» **Estratto della pagina**
Nel gennaio del 2018 Matteo Renzi, mostrando il proprio conto corrente in tv, pronunciò queste parole: «se volete fare i soldi, non fate politica. Fai politica perché hai un interesse, un ideale, hai passione». E ancora: «se vuoi fare i soldi vai nelle banche d’affari, prendi i contratti milionari che ti offrono». Il Senatore Renzi, al contrario di quel che disse, di soldi ne ha fatti molti. Si è fatto persino pagare da un regime che manda ad uccidere e squartare giornalisti scomodi. Ma il punto non è questo. Per una volta non si tratta delle sue balle ma di una sua verità. «Se vuoi fare i soldi vai nelle banche d’affari». Parole chiare, dette dall’allora Segretario del PD nonché ex-Presidente del Consiglio dei ministri. Per quale motivo le banche d’affari hanno tale passione per politici o altissimi funzionari di Stato? Sarà per i loro curricula? Per la notorietà? O per premiarli per il lavoro svolto all’interno delle Istituzioni? La commistione tra politica e finanza, ancor di più in un mondo sempre più dominato dai fondi finanziari e dalle banche d’affari, rappresenta il maggior pericolo per la democrazia stessa, ovvero per il sistema che, teoricamente, dovrebbe affidare al dèmos, il popolo, il potere decisionale.
Il Glass-Steagall Act
Nel 1933 venne approvata dal Congresso USA il Glass-Steagall Act, un provvedimento che mirava ad arginare la speculazione finanziaria scoppiata a seguito del crollo della Borsa di New York del ’29. Con questa legge venne sancita la separazione tra le banche d’affari e le banche commerciali. Il messaggio era chiaro: lo Stato non avrebbe più salvato le banche d’investimento in crisi per via di speculazioni andate male. Il Glass-Steagall Act restò in vigore fino al 1999 quando la separazione tra le banche d’affari e quelle commerciali venne cancellata su pressione del sistema finanziario americano. Alla Casa Bianca c’era Bill Clinton, il quale, alcuni mesi prima, aveva affidato il Dipartimento del Tesoro a Robert Rubin, quel Robert Rubin che era stato co-presidente di Goldman Sachs, una delle banche d’affari più grandi al mondo.
In Italia avvenne, più o meno, lo stesso. Nel 1936, anche prendendo spunto dal Glass-Steagall Act, venne approvata la legge di riforma bancaria. Banca d’Italia divenne un istituto pubblico a tutti gli effetti, le banche dedite alla gestione del risparmio vennero separate da quelle più propense alle attività speculative e, inoltre, venne proibito agli istituti finanziari di “possedere” parte delle imprese alle quali concedevano un prestito. Veniva, di fatto, affermata la funzione di interesse pubblico dell’attività bancaria.

» **Compito da svolgere**
Elenca tutte le persone che l'estratto su politica e finanza nomina esplicitamente. Le voci non servono per svolgere il compito.

Voci di dati salvate:
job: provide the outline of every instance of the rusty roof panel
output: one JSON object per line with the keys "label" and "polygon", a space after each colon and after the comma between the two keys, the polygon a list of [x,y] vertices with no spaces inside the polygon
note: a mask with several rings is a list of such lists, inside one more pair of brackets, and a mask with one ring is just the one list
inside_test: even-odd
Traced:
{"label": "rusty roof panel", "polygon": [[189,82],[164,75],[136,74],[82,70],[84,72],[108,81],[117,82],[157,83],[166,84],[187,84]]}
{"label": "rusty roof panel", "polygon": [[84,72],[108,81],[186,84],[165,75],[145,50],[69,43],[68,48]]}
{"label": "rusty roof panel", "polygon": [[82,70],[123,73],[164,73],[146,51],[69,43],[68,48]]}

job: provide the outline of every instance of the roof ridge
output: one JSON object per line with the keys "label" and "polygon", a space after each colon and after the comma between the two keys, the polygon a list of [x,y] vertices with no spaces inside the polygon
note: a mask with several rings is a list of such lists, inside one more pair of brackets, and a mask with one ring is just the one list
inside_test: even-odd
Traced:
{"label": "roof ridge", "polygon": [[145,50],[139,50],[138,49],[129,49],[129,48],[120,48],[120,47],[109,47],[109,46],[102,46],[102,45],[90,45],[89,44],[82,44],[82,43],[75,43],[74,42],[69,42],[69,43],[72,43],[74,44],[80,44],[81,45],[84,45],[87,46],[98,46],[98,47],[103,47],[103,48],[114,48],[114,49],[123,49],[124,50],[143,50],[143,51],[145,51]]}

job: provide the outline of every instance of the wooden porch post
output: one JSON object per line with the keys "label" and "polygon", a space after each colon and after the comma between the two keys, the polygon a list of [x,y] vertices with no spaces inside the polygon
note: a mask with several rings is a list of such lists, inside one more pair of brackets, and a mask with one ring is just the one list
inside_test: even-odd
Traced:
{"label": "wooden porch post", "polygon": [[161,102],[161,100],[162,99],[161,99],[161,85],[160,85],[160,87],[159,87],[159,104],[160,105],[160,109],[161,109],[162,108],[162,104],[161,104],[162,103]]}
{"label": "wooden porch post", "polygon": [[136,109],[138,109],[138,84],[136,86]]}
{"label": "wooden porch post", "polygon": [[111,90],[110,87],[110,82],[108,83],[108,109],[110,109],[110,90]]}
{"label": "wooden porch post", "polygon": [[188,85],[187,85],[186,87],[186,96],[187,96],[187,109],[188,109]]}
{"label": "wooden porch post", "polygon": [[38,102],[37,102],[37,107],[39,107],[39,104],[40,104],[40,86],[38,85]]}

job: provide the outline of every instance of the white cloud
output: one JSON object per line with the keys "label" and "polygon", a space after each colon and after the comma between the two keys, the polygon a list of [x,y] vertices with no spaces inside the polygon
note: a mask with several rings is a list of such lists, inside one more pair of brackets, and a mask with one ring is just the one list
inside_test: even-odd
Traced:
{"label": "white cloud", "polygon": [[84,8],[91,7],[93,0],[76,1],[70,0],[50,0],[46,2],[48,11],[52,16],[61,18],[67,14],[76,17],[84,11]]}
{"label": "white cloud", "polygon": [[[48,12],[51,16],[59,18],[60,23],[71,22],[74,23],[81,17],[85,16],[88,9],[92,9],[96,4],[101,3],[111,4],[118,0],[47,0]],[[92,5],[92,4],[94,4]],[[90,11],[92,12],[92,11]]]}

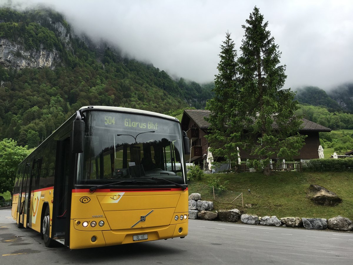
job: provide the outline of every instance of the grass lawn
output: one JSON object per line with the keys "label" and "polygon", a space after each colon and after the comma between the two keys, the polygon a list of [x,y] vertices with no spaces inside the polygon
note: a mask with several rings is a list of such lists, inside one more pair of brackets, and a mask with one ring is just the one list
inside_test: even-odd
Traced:
{"label": "grass lawn", "polygon": [[333,152],[335,152],[334,149],[334,148],[324,148],[324,158],[330,158],[331,155],[333,155]]}
{"label": "grass lawn", "polygon": [[3,196],[5,200],[11,199],[11,193],[10,192],[6,192],[4,193],[0,193],[0,196]]}
{"label": "grass lawn", "polygon": [[[193,188],[200,182],[207,185],[208,179],[215,177],[220,178],[221,183],[228,180],[227,188],[235,195],[218,201],[214,200],[213,196],[204,198],[202,190]],[[334,207],[315,204],[307,197],[312,184],[322,186],[336,193],[342,202]],[[279,218],[298,216],[329,219],[341,215],[353,220],[352,184],[353,173],[351,172],[281,172],[269,177],[257,173],[219,173],[206,175],[193,185],[191,182],[189,194],[199,193],[202,200],[213,201],[215,210],[237,208],[241,211],[241,200],[237,200],[232,204],[225,202],[231,201],[232,199],[243,193],[244,205],[252,205],[251,208],[244,207],[245,213],[260,216],[276,216]],[[250,193],[248,192],[249,189]],[[231,193],[227,194],[229,196]]]}

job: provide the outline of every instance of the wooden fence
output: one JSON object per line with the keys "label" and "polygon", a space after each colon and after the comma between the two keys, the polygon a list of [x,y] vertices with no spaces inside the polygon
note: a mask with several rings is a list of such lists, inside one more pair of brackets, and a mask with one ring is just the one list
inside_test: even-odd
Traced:
{"label": "wooden fence", "polygon": [[[277,162],[270,164],[270,168],[273,171],[301,171],[306,169],[319,169],[322,167],[321,163],[318,161],[314,162]],[[256,172],[256,169],[249,167],[245,163],[237,166],[237,169],[240,172]]]}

» **Risposta**
Matteo Renzi, Bill Clinton, Robert Rubin